--- START SUPPLIED INFORMATION ---
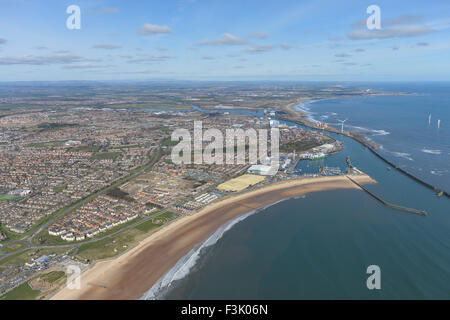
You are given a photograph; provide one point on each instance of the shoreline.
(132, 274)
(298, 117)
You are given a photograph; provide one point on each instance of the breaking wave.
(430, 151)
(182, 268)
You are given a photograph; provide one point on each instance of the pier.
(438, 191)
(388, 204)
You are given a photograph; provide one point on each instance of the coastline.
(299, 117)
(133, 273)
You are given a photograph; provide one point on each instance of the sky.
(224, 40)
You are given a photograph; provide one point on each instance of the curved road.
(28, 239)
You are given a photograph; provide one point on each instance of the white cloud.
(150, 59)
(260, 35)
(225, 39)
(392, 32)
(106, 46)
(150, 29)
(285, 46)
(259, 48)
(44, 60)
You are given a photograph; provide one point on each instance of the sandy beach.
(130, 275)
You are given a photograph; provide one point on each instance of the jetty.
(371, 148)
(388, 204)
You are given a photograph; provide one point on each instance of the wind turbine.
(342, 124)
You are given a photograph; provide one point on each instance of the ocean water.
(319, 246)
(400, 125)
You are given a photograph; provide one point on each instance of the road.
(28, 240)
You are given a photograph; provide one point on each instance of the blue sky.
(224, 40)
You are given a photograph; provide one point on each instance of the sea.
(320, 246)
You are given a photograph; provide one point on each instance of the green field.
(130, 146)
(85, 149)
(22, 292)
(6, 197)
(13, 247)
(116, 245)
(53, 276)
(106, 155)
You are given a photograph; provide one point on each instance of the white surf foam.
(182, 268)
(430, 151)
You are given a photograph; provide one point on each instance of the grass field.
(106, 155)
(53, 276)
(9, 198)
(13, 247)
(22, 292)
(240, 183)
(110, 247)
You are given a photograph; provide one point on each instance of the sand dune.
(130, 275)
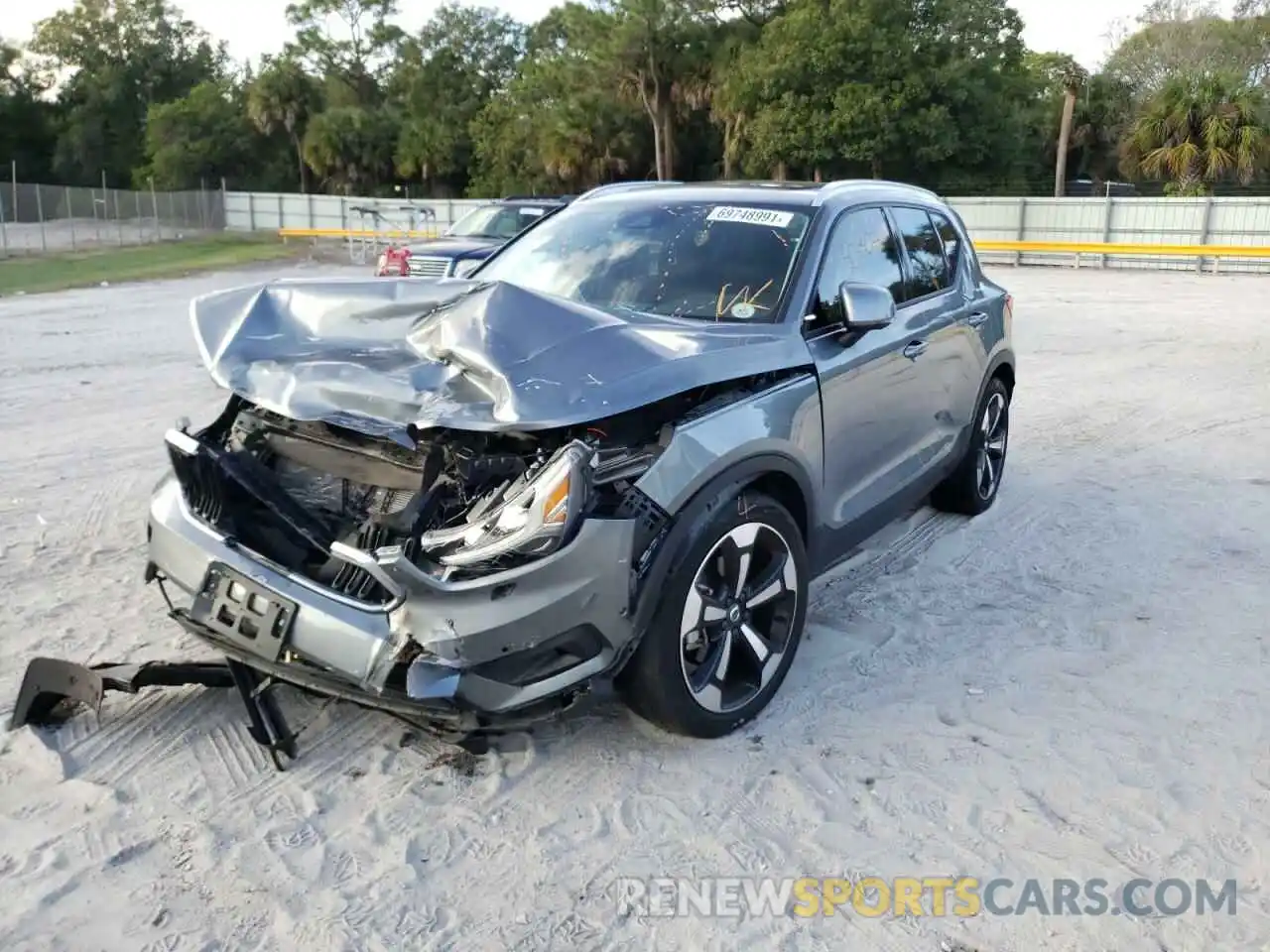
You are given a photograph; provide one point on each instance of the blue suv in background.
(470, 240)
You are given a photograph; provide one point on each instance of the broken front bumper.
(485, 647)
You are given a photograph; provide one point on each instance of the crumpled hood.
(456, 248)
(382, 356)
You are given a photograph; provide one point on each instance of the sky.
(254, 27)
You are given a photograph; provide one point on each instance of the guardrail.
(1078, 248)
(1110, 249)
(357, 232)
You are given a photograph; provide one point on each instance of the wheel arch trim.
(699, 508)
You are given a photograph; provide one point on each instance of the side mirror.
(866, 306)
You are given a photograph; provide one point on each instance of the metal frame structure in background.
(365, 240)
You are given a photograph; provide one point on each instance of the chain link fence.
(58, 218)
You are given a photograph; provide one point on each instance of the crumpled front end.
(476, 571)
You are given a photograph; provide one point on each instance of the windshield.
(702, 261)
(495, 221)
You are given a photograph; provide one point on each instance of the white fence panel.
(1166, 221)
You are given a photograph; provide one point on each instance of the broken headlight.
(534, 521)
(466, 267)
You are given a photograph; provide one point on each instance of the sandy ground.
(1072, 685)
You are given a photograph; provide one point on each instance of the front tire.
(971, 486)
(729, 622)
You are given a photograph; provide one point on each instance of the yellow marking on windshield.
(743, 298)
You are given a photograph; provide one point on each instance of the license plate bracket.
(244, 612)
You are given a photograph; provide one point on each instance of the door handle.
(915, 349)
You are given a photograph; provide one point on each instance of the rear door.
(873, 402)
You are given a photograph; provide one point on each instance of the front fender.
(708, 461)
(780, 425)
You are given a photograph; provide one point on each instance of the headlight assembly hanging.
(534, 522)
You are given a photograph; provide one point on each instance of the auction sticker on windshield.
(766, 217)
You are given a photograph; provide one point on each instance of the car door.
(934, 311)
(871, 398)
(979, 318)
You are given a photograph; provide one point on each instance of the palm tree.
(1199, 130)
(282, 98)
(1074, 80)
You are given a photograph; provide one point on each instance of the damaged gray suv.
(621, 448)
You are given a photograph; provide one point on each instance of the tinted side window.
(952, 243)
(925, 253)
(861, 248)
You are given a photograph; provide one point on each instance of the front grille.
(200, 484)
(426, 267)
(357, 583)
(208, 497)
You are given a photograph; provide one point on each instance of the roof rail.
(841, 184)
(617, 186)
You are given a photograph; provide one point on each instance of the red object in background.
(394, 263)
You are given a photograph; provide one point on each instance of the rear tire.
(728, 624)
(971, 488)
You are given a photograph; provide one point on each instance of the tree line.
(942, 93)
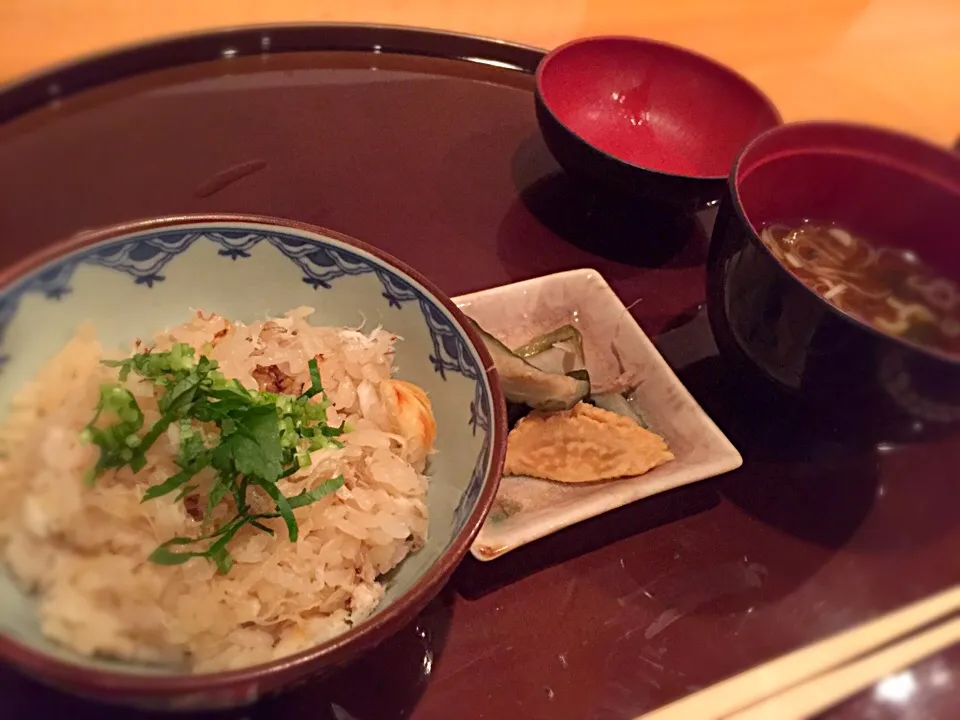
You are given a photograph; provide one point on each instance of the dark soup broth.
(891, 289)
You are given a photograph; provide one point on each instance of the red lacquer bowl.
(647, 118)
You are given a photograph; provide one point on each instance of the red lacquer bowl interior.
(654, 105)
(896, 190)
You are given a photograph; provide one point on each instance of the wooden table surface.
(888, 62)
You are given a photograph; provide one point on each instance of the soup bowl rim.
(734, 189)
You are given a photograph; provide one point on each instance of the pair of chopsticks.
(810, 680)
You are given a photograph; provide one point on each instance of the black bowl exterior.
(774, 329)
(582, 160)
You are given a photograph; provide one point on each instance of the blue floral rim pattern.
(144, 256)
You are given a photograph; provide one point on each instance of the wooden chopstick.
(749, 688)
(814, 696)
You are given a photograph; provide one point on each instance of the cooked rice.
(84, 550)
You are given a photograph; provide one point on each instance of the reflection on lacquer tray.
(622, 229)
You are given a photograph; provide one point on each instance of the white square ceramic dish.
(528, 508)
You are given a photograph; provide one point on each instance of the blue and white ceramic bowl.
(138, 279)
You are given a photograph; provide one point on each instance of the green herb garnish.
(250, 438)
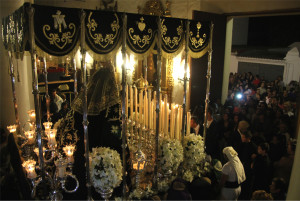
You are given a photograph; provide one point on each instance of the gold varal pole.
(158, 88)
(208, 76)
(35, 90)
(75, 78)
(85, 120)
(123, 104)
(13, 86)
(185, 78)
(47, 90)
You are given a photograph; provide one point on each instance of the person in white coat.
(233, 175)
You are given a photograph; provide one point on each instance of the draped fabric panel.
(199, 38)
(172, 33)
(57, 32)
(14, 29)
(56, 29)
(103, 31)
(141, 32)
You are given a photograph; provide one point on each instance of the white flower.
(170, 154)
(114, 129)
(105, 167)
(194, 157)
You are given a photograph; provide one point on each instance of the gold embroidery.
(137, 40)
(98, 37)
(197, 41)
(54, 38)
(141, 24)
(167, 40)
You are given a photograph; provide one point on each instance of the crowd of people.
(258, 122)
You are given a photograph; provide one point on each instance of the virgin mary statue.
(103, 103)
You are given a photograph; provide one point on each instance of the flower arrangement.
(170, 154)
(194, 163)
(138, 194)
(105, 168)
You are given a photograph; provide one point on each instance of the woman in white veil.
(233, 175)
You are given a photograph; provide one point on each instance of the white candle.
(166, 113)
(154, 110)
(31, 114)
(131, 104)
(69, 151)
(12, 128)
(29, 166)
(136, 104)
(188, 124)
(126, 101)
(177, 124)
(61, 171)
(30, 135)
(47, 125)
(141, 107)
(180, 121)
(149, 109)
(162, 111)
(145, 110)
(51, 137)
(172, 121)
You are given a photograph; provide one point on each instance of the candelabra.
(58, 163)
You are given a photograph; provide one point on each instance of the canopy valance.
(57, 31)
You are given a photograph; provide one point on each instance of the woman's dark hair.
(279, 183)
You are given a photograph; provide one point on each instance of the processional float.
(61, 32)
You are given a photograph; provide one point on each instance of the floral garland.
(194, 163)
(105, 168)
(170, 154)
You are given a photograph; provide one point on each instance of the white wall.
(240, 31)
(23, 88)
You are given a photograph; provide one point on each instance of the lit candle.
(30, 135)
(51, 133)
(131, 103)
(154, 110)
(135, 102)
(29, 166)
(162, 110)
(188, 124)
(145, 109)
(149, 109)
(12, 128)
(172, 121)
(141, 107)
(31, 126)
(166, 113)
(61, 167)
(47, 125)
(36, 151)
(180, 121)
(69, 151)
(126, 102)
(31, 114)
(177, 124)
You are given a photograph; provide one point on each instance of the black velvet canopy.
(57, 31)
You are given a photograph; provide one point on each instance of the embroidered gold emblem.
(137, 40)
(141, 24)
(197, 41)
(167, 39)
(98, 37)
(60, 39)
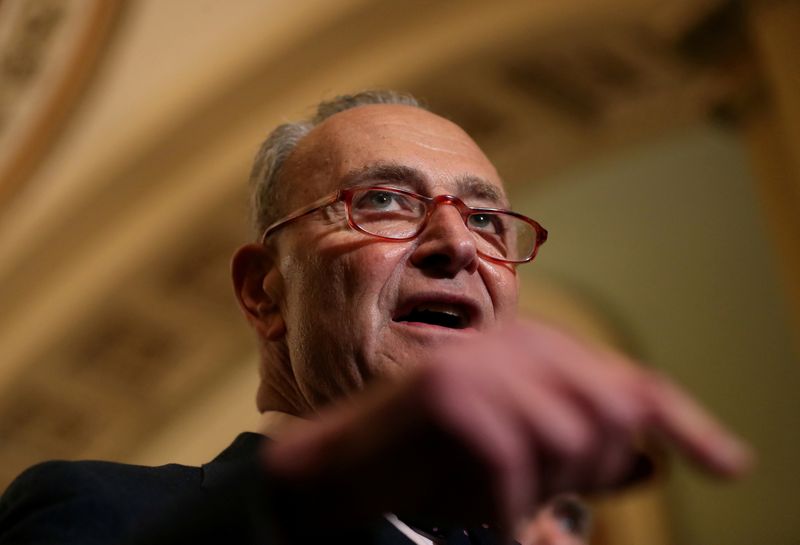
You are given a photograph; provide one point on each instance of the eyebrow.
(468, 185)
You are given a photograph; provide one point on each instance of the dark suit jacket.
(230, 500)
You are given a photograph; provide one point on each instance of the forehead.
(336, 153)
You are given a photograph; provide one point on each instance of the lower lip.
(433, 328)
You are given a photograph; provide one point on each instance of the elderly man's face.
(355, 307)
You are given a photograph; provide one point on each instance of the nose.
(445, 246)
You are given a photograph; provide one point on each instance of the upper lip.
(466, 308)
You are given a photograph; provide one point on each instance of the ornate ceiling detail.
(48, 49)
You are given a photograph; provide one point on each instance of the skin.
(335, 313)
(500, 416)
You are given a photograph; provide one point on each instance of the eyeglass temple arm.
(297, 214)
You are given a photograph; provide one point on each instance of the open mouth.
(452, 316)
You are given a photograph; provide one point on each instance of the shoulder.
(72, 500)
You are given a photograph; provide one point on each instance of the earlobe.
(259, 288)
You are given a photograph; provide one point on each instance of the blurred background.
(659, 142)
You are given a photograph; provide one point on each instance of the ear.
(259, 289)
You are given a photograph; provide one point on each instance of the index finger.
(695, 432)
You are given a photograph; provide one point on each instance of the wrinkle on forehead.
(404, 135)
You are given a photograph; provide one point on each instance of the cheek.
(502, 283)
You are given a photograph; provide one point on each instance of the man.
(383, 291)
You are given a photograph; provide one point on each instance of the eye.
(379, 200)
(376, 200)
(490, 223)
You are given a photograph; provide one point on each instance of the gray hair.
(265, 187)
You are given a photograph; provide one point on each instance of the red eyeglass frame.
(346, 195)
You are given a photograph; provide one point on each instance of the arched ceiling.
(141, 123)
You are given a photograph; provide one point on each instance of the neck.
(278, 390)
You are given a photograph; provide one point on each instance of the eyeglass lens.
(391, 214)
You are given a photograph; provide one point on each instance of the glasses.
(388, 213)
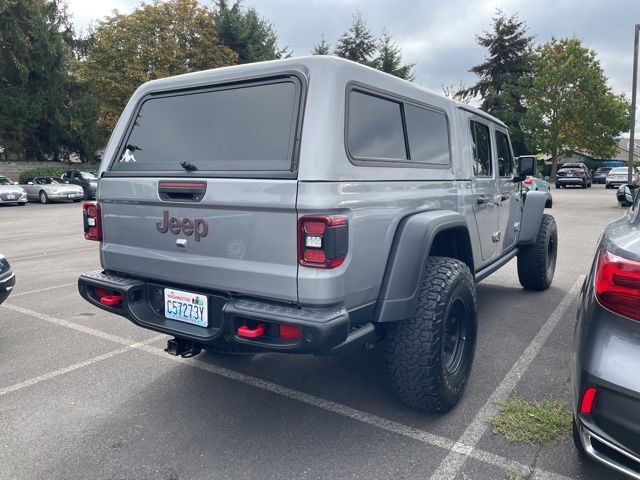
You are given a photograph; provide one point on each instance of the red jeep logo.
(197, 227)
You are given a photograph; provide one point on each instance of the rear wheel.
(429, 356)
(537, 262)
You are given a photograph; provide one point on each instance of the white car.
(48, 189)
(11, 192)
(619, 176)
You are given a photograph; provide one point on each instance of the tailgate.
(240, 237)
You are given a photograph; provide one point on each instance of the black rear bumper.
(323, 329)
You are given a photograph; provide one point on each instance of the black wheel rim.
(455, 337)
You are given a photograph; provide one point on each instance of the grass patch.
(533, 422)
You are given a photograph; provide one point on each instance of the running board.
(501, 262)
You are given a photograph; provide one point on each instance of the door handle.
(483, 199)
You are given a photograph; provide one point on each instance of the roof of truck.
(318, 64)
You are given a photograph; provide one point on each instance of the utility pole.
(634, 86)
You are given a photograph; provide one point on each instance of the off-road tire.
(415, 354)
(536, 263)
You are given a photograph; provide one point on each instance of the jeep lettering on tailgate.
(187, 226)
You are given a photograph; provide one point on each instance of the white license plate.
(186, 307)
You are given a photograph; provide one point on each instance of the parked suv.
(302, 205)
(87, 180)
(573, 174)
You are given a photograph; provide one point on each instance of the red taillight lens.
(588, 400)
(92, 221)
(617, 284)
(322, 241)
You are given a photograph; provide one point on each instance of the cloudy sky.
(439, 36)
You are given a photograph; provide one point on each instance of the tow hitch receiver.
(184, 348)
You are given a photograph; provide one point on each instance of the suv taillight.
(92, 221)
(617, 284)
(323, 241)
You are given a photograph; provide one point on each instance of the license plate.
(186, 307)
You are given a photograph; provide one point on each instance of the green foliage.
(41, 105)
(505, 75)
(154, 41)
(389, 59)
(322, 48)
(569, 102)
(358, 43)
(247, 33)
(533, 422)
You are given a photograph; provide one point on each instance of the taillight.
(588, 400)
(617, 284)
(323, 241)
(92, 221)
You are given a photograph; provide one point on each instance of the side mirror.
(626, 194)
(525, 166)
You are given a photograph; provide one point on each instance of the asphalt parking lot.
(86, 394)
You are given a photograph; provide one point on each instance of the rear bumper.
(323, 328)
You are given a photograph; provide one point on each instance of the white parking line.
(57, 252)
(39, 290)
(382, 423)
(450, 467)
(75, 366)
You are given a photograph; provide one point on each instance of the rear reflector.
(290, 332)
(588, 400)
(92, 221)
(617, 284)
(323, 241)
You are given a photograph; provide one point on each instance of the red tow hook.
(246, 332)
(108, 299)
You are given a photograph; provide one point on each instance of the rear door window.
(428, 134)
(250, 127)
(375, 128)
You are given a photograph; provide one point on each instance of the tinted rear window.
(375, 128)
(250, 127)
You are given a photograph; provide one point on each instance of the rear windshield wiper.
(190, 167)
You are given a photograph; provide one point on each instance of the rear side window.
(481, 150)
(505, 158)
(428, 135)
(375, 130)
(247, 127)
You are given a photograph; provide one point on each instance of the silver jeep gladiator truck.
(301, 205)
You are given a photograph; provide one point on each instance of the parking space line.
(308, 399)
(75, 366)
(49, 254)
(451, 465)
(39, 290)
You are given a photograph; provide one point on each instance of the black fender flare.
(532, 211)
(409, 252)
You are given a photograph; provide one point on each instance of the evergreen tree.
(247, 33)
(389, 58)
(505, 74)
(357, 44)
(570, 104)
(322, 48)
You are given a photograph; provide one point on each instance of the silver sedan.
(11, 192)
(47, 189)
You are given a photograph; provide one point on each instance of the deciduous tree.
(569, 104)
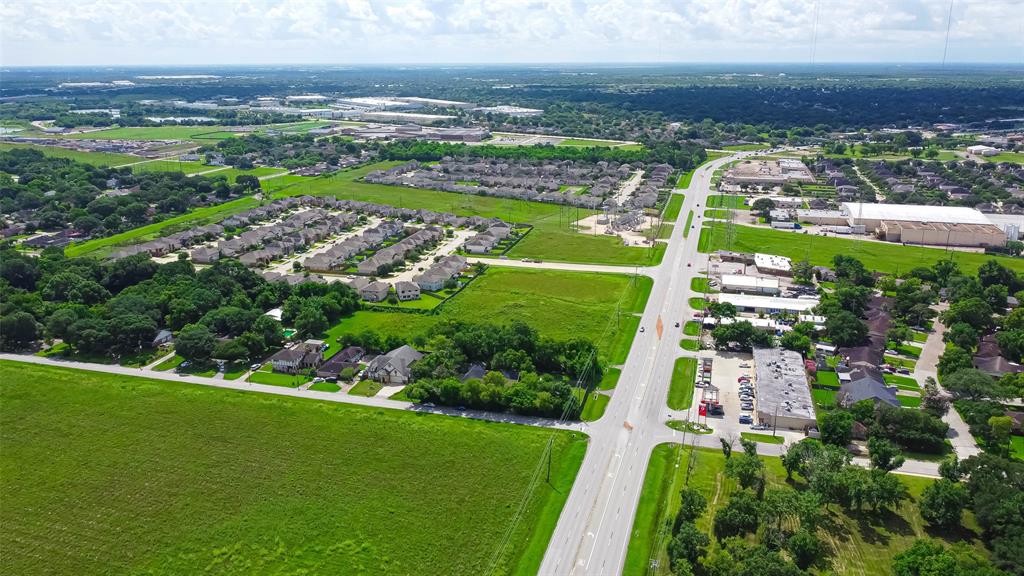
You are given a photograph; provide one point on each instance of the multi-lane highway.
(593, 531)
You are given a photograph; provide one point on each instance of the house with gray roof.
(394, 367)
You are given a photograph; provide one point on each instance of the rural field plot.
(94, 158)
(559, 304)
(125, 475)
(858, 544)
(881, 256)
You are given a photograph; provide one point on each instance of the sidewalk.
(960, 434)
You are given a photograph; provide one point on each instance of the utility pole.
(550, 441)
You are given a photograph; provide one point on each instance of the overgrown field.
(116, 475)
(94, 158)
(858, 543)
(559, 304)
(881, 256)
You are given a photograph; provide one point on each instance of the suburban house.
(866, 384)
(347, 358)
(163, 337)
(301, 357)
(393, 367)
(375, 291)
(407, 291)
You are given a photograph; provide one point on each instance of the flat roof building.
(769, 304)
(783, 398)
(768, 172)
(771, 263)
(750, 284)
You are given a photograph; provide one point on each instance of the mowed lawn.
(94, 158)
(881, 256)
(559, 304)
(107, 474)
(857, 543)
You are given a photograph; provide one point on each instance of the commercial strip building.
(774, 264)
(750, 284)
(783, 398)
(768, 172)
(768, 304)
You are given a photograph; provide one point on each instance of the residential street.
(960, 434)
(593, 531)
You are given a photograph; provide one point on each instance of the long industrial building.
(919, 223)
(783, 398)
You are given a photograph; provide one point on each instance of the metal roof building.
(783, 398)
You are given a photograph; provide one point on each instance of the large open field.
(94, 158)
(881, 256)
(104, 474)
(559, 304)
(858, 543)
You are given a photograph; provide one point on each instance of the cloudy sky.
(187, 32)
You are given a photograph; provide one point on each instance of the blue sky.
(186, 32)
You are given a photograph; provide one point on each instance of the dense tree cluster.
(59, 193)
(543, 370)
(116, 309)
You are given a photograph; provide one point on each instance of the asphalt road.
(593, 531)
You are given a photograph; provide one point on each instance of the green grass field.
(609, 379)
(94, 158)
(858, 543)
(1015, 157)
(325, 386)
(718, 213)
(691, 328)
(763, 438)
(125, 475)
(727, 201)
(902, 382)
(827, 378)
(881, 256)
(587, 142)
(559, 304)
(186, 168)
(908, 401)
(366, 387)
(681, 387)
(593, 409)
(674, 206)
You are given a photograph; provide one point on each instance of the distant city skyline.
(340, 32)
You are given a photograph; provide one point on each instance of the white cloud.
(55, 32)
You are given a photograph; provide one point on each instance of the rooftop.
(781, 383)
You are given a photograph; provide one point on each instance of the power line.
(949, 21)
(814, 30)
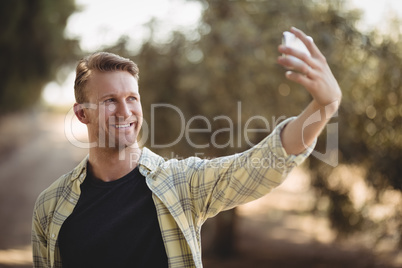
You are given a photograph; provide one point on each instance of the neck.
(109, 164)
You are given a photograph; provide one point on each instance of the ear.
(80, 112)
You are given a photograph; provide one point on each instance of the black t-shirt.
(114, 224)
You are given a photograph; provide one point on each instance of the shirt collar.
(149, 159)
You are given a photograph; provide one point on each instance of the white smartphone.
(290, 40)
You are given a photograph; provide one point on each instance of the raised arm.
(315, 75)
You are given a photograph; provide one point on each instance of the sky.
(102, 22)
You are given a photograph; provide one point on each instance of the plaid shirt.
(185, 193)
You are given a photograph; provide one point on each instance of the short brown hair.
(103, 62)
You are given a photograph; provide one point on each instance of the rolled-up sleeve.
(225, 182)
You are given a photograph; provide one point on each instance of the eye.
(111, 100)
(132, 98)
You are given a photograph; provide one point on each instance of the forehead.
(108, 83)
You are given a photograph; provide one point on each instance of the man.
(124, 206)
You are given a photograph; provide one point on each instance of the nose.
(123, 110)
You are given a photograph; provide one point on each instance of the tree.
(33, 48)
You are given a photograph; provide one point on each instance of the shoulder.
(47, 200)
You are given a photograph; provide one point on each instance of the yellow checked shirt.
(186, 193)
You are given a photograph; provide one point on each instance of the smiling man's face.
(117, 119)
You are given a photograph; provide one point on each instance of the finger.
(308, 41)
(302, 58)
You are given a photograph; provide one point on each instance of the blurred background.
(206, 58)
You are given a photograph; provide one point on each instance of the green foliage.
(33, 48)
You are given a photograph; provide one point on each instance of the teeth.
--- END SUPPLIED INFORMATION ---
**EXERCISE INSTRUCTIONS**
Render the lines of the records as a numbered list, leaving out any blank lines. Begin at the line that has "of the windshield." and stop after the line that has "(1166, 221)".

**OUTPUT**
1. You are given a photograph; provide one point on each instance of the windshield.
2. (702, 261)
3. (495, 221)
4. You are given a photograph; provide one point on each instance of the white fence panel.
5. (1166, 221)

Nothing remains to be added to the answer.